Out of the records below, copy all lines in which the word "leaf" occurs.

### MATERIAL SUPPLIED ###

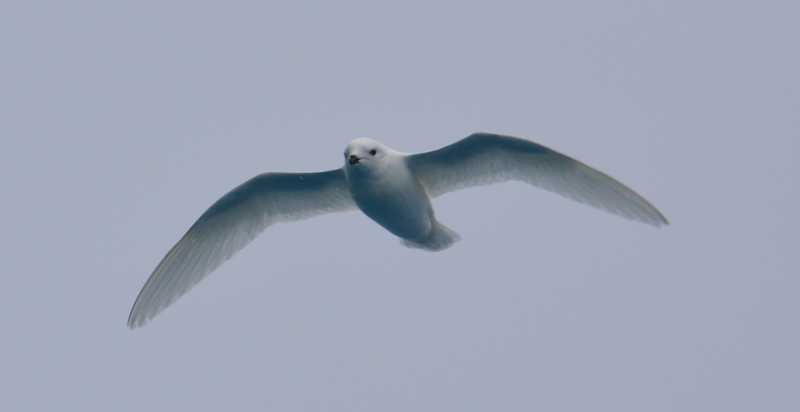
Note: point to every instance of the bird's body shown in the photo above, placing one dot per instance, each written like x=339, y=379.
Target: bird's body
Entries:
x=392, y=188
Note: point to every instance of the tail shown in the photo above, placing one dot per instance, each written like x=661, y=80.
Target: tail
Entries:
x=441, y=238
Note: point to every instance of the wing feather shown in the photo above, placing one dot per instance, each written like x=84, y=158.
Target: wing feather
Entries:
x=485, y=158
x=230, y=224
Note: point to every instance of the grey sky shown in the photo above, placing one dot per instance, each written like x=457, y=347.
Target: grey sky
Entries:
x=120, y=124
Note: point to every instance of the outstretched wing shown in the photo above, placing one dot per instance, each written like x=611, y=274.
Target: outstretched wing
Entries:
x=233, y=222
x=485, y=158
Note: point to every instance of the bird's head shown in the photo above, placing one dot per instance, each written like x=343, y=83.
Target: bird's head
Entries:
x=363, y=153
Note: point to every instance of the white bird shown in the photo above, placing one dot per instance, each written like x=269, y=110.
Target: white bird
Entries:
x=392, y=188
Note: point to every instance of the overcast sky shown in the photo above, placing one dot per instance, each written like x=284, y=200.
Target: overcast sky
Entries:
x=120, y=123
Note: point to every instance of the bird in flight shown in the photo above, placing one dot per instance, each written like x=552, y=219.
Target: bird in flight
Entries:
x=392, y=188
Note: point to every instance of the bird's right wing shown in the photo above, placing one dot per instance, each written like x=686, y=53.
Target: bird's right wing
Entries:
x=230, y=224
x=485, y=158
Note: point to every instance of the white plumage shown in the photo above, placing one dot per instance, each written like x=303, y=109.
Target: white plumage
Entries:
x=392, y=188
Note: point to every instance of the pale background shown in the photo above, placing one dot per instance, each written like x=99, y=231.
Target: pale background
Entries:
x=120, y=123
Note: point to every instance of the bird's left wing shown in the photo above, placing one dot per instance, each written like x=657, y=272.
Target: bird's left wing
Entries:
x=230, y=224
x=485, y=158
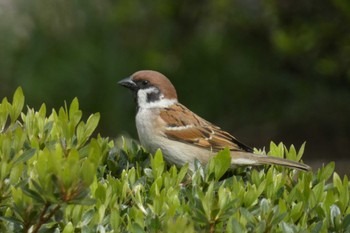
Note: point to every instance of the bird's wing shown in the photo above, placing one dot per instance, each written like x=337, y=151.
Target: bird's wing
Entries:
x=184, y=125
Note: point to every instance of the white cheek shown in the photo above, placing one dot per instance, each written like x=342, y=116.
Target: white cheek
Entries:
x=161, y=103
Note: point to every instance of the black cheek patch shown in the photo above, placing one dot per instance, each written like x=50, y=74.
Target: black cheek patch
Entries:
x=153, y=96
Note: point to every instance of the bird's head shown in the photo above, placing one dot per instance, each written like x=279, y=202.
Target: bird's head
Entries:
x=150, y=89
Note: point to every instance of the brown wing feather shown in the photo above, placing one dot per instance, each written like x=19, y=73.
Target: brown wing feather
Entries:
x=197, y=131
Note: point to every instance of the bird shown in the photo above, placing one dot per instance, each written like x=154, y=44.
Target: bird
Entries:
x=183, y=136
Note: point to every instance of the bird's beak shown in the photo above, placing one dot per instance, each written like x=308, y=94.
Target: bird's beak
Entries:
x=128, y=83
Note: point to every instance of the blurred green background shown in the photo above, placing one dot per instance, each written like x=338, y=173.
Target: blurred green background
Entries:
x=264, y=70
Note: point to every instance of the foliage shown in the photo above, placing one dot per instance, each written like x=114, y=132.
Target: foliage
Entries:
x=56, y=177
x=278, y=58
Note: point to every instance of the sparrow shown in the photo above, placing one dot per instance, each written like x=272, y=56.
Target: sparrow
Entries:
x=164, y=123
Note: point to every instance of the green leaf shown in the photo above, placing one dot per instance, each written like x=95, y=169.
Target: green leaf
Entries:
x=301, y=151
x=157, y=163
x=222, y=162
x=25, y=156
x=69, y=228
x=17, y=104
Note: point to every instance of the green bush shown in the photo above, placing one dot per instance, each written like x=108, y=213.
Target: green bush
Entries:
x=56, y=177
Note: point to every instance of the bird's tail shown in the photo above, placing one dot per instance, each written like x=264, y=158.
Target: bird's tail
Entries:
x=246, y=158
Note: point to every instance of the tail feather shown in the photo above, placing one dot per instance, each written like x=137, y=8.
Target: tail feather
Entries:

###

■ **RESULT FOR THIS TASK**:
Note: point to every instance of the green leaf shown in the photo above, placing one dot per instance, each written like x=95, y=169.
Target: green leaf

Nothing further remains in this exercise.